> [STATED TASK]: In the material below, set out the lines from the one containing "Highlight the roof ridge." through the one containing "190 353 235 365", both included, as a numbered list, omitting any blank lines. Include no other lines.

> [THE INPUT]:
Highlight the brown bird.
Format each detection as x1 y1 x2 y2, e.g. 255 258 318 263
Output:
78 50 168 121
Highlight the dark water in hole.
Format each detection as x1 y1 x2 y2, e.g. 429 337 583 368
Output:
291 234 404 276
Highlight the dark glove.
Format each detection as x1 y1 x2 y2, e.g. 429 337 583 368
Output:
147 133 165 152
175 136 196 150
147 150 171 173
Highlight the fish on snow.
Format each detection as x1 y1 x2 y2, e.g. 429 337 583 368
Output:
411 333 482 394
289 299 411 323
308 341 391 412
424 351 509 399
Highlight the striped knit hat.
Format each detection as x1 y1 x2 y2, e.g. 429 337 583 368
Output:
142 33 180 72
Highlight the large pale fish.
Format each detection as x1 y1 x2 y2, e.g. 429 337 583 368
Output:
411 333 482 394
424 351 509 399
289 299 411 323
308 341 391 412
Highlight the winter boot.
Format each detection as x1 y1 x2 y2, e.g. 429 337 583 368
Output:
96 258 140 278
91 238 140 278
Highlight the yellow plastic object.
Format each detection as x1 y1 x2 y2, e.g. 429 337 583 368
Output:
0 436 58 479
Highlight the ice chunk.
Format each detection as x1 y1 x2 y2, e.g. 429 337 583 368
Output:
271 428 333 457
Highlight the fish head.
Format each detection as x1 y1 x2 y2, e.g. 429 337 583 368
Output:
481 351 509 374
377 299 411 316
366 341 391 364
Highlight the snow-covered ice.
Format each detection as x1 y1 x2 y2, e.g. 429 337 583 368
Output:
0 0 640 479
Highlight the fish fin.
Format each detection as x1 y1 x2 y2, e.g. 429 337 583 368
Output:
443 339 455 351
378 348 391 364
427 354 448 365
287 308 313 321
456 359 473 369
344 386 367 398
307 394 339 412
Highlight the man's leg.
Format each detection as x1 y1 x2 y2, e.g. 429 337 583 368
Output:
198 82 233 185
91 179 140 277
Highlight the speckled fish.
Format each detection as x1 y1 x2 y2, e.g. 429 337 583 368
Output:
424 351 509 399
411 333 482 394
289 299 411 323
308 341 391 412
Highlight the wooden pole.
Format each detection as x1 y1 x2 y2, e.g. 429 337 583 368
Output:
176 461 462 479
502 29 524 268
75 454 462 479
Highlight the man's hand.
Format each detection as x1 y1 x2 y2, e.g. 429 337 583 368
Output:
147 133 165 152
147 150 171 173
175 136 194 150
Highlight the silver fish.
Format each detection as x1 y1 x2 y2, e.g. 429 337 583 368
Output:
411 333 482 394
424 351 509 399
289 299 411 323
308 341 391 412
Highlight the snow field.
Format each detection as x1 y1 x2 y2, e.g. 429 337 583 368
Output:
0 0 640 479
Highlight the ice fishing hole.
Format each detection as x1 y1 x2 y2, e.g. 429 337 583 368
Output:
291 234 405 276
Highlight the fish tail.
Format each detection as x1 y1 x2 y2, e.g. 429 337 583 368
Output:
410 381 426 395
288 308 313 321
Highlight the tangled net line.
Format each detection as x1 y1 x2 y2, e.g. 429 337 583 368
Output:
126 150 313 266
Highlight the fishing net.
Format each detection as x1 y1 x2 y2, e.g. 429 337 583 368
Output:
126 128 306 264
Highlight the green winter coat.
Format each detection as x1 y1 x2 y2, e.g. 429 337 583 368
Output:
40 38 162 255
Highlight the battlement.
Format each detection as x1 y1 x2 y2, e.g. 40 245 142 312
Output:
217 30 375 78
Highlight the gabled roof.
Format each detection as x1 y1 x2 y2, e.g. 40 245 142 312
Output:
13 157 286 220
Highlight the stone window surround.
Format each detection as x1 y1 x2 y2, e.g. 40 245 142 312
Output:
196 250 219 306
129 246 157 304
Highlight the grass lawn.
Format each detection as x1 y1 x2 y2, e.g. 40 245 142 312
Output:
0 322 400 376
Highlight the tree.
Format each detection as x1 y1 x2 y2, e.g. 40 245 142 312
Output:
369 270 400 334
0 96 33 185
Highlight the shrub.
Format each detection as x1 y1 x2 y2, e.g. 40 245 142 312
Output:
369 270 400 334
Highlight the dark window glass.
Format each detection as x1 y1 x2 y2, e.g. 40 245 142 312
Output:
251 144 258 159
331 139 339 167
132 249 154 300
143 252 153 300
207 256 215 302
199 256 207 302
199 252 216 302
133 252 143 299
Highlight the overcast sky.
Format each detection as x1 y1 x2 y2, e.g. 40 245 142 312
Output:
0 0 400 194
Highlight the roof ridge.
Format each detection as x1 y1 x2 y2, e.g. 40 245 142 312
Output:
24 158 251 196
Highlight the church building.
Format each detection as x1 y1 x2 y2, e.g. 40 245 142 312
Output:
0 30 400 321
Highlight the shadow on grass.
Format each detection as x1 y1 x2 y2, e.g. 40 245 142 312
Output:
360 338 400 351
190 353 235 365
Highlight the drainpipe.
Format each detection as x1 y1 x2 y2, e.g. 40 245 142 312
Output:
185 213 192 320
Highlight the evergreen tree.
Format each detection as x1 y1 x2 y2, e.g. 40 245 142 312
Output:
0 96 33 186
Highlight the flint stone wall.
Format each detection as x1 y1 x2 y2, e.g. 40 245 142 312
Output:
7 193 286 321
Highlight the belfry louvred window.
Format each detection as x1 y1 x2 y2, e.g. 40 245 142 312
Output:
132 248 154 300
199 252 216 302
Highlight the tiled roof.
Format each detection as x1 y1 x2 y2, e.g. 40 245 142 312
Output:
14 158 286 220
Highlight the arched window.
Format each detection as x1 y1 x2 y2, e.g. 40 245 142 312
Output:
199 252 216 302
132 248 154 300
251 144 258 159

--

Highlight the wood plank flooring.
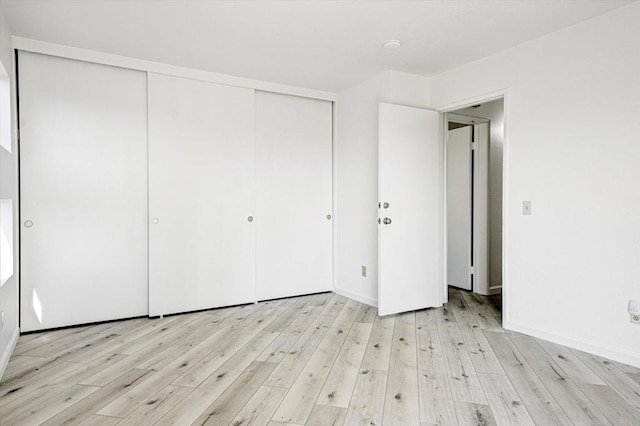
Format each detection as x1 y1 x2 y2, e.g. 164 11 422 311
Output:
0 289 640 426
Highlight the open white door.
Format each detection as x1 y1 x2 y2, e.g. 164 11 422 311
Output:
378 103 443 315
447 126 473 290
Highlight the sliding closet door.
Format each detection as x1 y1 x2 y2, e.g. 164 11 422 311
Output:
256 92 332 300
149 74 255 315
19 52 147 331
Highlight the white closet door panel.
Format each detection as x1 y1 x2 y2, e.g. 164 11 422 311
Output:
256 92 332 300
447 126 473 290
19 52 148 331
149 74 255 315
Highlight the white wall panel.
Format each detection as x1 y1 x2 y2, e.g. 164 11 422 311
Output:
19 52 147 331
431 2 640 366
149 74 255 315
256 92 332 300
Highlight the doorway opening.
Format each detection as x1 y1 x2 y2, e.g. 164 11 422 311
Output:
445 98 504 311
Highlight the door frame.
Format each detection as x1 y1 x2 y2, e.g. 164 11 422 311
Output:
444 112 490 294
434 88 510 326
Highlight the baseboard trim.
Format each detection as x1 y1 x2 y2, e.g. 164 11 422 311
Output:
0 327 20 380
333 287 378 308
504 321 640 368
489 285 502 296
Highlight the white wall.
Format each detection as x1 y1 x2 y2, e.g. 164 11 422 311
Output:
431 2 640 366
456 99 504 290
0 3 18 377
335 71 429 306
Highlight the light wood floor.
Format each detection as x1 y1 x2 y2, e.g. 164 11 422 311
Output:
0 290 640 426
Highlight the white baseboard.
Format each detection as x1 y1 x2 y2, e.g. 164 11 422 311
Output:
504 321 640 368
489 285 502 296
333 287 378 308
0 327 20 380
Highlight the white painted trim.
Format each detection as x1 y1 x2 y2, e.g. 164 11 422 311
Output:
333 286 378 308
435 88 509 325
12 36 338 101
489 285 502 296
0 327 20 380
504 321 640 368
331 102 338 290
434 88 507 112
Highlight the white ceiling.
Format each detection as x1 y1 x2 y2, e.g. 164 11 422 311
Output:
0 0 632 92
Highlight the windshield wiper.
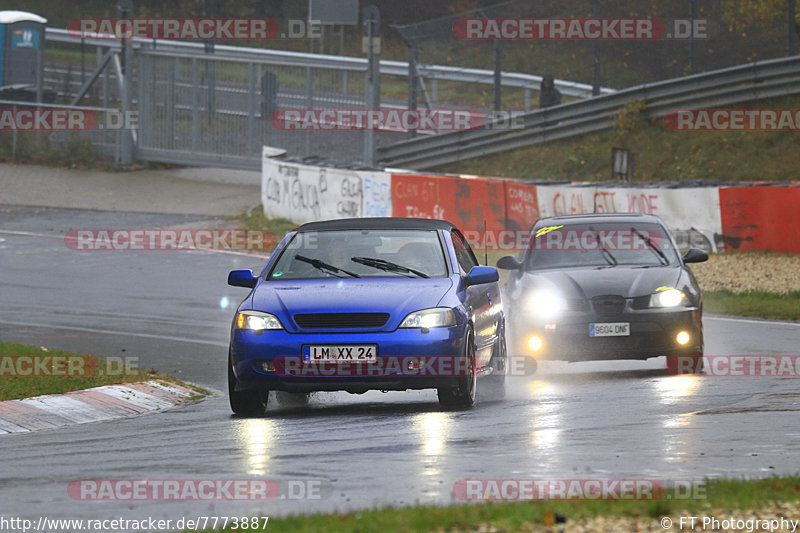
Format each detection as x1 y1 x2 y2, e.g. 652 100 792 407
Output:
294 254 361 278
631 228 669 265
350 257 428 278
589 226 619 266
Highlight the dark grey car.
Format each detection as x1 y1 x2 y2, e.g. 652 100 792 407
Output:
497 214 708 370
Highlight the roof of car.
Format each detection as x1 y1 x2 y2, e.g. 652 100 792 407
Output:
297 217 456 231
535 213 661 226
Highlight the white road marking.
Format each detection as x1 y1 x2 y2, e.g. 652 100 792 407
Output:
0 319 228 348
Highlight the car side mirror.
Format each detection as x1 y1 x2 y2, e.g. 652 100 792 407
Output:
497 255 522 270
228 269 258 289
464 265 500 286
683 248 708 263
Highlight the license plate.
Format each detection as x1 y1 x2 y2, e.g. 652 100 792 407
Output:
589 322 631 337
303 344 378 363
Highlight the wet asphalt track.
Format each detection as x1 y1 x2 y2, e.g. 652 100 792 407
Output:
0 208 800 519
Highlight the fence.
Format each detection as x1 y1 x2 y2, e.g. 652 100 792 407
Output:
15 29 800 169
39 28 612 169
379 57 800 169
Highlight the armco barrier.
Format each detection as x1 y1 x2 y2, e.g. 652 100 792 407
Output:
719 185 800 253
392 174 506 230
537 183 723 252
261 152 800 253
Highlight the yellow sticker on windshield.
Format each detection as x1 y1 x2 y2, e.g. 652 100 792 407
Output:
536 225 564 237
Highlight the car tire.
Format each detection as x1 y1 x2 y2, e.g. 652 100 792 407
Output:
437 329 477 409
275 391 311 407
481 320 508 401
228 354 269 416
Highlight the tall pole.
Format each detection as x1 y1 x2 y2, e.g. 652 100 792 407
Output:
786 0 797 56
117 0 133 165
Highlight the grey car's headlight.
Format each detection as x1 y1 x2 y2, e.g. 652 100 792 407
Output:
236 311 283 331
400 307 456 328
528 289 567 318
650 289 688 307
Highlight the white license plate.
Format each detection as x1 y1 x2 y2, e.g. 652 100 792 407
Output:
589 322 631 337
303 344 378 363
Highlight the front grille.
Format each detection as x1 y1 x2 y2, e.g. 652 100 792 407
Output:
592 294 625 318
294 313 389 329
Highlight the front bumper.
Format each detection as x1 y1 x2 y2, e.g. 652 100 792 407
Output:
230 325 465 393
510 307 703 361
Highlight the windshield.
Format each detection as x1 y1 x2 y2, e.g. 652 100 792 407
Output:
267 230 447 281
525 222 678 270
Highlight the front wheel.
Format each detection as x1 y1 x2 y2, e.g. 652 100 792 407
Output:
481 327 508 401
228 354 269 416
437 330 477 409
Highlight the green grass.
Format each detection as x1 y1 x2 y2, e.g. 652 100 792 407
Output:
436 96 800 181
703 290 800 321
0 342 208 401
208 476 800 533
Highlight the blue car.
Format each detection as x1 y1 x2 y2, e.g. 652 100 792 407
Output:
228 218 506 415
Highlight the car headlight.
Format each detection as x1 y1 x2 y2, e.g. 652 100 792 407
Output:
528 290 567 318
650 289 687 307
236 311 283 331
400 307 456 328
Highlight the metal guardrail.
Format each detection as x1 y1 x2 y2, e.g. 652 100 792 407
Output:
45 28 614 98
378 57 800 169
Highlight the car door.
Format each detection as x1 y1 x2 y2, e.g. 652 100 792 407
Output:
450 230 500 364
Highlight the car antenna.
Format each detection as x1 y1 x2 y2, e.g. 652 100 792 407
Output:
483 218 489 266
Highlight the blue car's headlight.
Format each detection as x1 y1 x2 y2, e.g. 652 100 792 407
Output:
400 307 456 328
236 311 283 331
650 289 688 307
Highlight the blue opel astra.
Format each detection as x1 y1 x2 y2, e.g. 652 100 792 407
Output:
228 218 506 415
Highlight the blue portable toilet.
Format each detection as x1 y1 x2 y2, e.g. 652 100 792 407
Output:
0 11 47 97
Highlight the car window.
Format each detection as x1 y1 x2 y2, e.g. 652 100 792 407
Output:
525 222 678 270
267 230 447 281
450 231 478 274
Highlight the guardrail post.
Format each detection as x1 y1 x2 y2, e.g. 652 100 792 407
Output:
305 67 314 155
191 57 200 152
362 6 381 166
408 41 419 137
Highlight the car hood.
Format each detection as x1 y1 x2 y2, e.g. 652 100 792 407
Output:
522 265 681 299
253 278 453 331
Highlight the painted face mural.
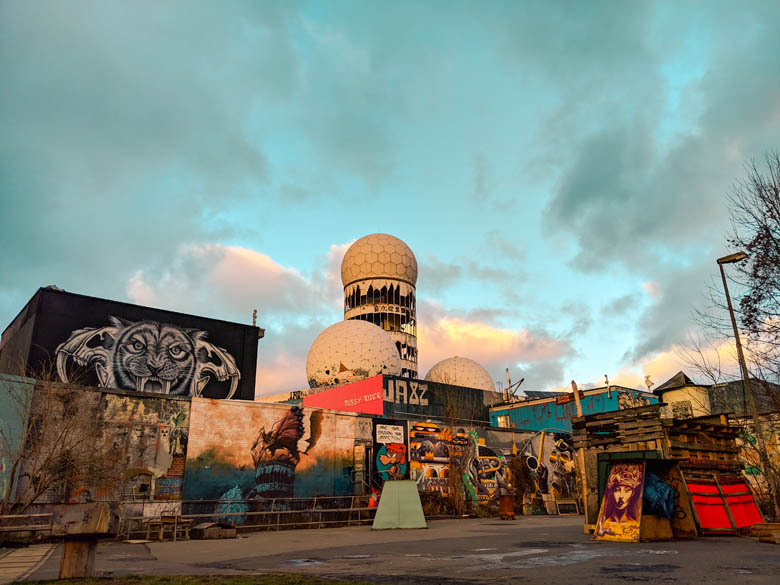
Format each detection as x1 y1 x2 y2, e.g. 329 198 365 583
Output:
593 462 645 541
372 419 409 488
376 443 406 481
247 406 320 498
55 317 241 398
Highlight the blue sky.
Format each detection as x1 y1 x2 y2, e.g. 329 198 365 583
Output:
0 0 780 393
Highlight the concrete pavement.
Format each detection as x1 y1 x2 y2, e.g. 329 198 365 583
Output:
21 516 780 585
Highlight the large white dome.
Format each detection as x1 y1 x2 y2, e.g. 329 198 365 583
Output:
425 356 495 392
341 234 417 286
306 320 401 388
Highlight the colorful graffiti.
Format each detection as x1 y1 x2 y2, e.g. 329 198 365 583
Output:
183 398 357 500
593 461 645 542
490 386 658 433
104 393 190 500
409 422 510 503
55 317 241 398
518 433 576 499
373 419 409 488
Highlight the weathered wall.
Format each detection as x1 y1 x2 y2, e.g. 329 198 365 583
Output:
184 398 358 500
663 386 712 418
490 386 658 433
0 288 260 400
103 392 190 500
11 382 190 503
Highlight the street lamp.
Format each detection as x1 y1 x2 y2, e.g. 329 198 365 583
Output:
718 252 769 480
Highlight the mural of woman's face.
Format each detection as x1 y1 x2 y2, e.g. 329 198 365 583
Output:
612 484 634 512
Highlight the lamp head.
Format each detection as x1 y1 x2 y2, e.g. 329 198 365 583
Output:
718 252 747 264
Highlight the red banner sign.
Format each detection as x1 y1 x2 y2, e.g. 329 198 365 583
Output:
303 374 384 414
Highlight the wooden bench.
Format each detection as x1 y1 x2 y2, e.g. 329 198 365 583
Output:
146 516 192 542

* * *

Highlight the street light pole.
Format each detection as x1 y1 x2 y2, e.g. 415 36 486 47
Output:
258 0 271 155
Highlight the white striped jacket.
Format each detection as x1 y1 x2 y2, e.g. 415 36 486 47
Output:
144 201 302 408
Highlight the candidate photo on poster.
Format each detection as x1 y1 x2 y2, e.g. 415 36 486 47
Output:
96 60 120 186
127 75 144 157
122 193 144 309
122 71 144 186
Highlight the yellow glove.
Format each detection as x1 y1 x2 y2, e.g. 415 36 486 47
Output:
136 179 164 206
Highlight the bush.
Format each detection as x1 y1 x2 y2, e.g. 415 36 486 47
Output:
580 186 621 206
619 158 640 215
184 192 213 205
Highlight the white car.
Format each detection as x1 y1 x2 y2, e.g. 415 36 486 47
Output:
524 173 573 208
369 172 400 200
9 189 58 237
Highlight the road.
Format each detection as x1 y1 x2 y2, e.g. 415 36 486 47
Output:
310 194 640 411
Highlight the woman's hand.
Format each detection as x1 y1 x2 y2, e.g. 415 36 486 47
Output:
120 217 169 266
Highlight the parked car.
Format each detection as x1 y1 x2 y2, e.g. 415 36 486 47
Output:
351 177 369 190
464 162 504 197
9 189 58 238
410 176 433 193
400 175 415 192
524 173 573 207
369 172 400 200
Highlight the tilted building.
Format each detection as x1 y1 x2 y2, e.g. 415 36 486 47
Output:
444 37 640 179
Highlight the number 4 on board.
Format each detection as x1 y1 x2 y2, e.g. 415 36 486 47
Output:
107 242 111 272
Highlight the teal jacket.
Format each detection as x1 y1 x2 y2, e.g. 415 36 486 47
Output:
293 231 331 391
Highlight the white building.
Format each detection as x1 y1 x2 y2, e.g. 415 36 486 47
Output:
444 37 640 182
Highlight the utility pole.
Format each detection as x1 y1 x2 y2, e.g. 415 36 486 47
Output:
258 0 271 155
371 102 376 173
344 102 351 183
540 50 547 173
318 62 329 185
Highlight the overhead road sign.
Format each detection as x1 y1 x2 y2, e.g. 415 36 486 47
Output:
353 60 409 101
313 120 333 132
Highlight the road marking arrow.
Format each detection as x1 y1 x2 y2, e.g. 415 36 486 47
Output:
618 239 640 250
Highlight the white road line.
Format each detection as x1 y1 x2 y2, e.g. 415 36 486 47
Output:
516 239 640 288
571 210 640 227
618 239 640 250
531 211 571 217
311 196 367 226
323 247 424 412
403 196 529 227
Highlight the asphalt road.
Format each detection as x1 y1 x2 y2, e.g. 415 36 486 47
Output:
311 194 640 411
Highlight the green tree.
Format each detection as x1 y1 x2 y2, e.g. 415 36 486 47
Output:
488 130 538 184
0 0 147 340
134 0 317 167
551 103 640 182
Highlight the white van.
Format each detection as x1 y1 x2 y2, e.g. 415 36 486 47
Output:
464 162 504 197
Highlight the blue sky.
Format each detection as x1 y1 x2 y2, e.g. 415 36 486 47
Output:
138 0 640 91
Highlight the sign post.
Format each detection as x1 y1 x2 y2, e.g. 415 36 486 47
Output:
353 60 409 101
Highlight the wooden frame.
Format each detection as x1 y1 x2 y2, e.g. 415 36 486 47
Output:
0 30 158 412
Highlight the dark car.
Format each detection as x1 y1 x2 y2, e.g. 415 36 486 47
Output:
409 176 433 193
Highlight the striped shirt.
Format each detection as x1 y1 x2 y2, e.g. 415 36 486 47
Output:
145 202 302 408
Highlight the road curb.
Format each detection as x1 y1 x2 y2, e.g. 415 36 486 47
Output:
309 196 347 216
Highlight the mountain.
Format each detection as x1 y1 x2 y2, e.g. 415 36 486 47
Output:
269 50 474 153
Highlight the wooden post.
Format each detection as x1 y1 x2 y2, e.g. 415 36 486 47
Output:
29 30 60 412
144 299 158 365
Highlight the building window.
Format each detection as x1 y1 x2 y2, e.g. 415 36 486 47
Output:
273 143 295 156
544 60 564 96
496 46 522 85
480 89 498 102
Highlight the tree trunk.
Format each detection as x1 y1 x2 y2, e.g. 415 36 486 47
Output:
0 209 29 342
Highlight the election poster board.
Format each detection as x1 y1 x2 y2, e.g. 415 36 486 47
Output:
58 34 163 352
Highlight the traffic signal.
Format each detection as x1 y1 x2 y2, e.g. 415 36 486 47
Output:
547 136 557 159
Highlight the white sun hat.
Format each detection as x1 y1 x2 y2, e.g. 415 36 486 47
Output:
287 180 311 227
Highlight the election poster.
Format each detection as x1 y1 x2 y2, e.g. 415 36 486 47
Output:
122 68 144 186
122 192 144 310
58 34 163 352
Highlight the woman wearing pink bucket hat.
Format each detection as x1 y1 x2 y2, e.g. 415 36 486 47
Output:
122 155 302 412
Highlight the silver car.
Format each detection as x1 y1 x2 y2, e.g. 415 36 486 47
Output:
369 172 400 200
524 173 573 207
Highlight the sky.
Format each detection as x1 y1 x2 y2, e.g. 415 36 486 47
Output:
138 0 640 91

> [RESPONSE]:
1. Highlight the roof ridge.
2. Format each detection as x1 y1 x2 y2, e.g. 40 245 142 312
3. Output:
4. 24 158 251 196
5. Highlight the church building.
6. Format each detection as x1 y1 x2 y2, e.g. 40 245 142 312
7. Output:
8. 0 30 400 321
9. Highlight the shadow on grass.
10. Format each detection as x1 y1 x2 y2, e.g. 40 245 142 312
11. Output:
12. 360 338 400 351
13. 190 353 235 365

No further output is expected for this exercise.